Contour labeling material –
## BEGIN

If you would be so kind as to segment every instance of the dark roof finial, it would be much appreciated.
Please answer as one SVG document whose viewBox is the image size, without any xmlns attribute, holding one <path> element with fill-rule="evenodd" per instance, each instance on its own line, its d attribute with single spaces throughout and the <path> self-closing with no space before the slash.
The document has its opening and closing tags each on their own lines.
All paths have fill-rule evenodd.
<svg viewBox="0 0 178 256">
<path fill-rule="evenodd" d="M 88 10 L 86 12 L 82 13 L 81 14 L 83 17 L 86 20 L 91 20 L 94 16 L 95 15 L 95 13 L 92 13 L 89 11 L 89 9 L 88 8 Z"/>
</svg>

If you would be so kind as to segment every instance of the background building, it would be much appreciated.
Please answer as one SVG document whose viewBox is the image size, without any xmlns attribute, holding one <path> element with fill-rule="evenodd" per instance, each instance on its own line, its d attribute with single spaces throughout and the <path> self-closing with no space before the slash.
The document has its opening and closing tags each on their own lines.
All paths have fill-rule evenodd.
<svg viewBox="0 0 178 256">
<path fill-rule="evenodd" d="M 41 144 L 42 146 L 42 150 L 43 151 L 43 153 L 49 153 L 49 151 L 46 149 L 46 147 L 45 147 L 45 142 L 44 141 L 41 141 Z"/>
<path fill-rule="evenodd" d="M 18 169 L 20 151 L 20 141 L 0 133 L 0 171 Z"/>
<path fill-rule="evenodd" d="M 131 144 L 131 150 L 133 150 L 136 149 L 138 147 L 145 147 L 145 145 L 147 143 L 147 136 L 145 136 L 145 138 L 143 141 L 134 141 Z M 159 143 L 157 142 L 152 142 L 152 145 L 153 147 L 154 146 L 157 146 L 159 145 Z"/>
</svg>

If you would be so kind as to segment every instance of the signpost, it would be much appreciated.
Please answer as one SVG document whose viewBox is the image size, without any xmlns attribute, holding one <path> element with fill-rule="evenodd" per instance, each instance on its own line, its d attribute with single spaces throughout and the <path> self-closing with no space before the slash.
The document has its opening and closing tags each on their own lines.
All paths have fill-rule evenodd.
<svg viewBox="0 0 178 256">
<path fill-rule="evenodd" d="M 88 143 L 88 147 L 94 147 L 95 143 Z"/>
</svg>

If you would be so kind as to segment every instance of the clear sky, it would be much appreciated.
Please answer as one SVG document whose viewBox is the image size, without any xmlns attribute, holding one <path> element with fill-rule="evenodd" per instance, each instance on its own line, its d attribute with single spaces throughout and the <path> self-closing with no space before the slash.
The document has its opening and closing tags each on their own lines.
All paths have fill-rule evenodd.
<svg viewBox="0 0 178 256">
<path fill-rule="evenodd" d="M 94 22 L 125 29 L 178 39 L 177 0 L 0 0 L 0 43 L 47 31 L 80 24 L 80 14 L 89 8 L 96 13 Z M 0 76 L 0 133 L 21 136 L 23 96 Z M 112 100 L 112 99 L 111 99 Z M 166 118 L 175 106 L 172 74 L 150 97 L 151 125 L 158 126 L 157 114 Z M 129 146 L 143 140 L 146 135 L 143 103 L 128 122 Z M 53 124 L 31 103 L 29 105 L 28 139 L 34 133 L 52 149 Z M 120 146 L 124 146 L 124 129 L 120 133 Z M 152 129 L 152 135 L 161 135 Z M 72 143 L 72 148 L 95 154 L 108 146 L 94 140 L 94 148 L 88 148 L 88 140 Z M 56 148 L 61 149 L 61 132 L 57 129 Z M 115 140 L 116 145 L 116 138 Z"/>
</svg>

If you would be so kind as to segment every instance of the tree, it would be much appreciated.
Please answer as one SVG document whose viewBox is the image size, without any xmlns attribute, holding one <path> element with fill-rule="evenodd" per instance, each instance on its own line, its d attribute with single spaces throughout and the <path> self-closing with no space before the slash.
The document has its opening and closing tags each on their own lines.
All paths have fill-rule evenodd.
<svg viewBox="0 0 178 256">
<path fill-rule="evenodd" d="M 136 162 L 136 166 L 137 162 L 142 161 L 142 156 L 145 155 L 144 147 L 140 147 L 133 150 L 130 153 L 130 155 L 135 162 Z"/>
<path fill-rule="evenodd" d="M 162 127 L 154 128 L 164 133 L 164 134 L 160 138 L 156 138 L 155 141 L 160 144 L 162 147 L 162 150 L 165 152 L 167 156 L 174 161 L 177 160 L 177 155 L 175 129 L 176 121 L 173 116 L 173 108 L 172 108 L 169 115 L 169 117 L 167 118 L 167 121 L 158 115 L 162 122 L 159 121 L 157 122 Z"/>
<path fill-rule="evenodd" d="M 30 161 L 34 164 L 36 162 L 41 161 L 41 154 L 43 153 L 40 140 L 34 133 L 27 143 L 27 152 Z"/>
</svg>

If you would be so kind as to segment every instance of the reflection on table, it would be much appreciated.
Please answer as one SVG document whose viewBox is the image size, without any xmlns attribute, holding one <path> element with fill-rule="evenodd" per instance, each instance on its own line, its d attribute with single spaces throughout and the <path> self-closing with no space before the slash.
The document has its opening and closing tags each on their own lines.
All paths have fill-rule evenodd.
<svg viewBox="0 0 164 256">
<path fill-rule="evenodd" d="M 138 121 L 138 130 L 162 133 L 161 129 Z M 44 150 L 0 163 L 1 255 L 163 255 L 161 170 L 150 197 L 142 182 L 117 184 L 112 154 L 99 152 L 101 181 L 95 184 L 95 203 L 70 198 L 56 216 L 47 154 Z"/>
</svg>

## END

EXERCISE OBJECTIVE – Pull out each line of the material above that contains the word "segment", treating uppercase and lowercase as different.

WRITTEN ANSWER –
If you would be so kind as to segment every instance of the dark roof finial, it would be much appreciated.
If you would be so kind as to segment every instance of the background building, it would be much appreciated.
If you would be so kind as to segment every instance of the signpost, it would be much appreciated.
If you would be so kind as to segment every instance of the clear sky, it would be much appreciated.
If you would be so kind as to segment every instance of the tree, it would be much appreciated.
If you would be so kind as to segment every instance of the reflection on table, it would be much appreciated.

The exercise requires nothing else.